▶ Directions
Change every "Pins" in the rows below to "Points" and give the rows again with everything else left as it is.

▶ Listing
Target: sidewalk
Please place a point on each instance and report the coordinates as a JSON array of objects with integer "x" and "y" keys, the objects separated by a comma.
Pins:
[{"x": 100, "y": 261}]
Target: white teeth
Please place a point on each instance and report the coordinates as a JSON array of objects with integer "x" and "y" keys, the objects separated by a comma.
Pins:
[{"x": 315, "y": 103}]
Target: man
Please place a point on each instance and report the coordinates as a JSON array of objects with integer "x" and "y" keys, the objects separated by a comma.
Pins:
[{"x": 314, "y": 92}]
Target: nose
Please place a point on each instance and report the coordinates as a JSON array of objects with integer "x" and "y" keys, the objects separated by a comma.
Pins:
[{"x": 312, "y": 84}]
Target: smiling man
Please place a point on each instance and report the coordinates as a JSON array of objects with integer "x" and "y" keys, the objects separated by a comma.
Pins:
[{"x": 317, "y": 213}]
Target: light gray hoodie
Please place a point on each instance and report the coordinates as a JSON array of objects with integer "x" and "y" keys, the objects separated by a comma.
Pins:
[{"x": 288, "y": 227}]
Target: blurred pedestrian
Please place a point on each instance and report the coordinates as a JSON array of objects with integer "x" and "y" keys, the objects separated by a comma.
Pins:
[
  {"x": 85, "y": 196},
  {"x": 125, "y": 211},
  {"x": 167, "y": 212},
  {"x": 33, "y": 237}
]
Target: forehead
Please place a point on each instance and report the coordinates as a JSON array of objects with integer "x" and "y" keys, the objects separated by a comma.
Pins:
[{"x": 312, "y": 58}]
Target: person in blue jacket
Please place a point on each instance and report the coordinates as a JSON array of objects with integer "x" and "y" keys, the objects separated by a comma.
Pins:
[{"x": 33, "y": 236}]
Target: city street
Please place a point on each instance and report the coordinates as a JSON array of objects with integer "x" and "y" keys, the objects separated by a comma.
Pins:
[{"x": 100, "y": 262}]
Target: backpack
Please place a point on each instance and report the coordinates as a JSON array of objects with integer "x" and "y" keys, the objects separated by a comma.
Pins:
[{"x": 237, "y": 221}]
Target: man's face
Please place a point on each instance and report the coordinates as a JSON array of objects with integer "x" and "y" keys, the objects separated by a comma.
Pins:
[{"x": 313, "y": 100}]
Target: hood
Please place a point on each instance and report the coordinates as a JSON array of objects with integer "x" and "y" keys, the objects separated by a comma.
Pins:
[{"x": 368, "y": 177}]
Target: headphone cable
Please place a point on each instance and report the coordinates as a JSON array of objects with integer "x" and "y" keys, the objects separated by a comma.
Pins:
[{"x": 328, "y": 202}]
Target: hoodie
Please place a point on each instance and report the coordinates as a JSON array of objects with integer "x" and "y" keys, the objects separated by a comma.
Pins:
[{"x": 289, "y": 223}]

▶ Answer for the task
Target: sidewalk
Please place a point on each instance and report the coordinates as a JSON array of objects with integer "x" and "y" keys, the objects separated by a comma.
Points:
[{"x": 100, "y": 261}]
Target: white teeth
Please place a point on each instance and report the coordinates as a JSON array of objects with integer "x" and "y" keys, the objects separated by a comma.
Points:
[{"x": 315, "y": 103}]
Target: man
Please place a point on each instance and report the coordinates as a JSON array of objects with integer "x" and "y" keys, the objects separated by a comma.
Points:
[{"x": 314, "y": 92}]
Target: nose
Please place a point on each instance and report the coordinates as a JSON array of objects with integer "x" and "y" keys, the objects separated by a comma.
Points:
[{"x": 312, "y": 84}]
Target: smiling man
Please place a point on each instance and report the coordinates as a JSON array of objects with integer "x" and "y" keys, the objects separated by a comma.
Points:
[{"x": 317, "y": 213}]
Target: light gray hoodie
Please place a point on each instance and report the coordinates as a JSON array of objects with integer "x" and "y" keys, the objects separated by a comma.
Points:
[{"x": 288, "y": 227}]
Target: blurred pedestrian
Please place a point on each instance and report the coordinates as a JSON array of objects with integer "x" and "y" keys, the objects separated by a comma.
Points:
[
  {"x": 85, "y": 196},
  {"x": 125, "y": 211},
  {"x": 167, "y": 212},
  {"x": 33, "y": 237}
]
Target: forehead
Please place a point on each instance and report the coordinates as a JSON array of objects with integer "x" and "y" keys, the objects separated by a comma.
Points:
[{"x": 312, "y": 58}]
Target: person in blue jacket
Please place a point on each instance and report the coordinates as a JSON array of objects with integer "x" and "y" keys, the objects separated by a comma.
Points:
[{"x": 33, "y": 236}]
Target: city street
Please place a point on each instance and report the coordinates as a JSON array of objects with integer "x" and "y" keys, the objects separated by a comma.
Points:
[{"x": 100, "y": 262}]
Target: backpack
Please place a point on each instance and report the coordinates as a JSON array of objects with integer "x" and "y" keys, the objects separated by a comma.
Points:
[{"x": 237, "y": 221}]
Target: man's face
Please place a point on each instance and report the coordinates as a JSON array of objects with integer "x" and "y" keys, the objects separated by a comma.
Points:
[{"x": 313, "y": 100}]
Target: hood
Please place a point on each instance and report the coordinates as a JSON array of objects with integer "x" and "y" keys, the objects separated by a comma.
Points:
[{"x": 368, "y": 177}]
Target: headphone cable
Please place a point on each instance and report the coordinates as a JSON array of objects with integer "x" and "y" keys, the objects separated by a comma.
Points:
[{"x": 328, "y": 202}]
Target: hoodie
Please place a point on each instance and report the coordinates as a JSON array of objects with integer "x" and "y" keys, the objects separated by a comma.
Points:
[{"x": 289, "y": 223}]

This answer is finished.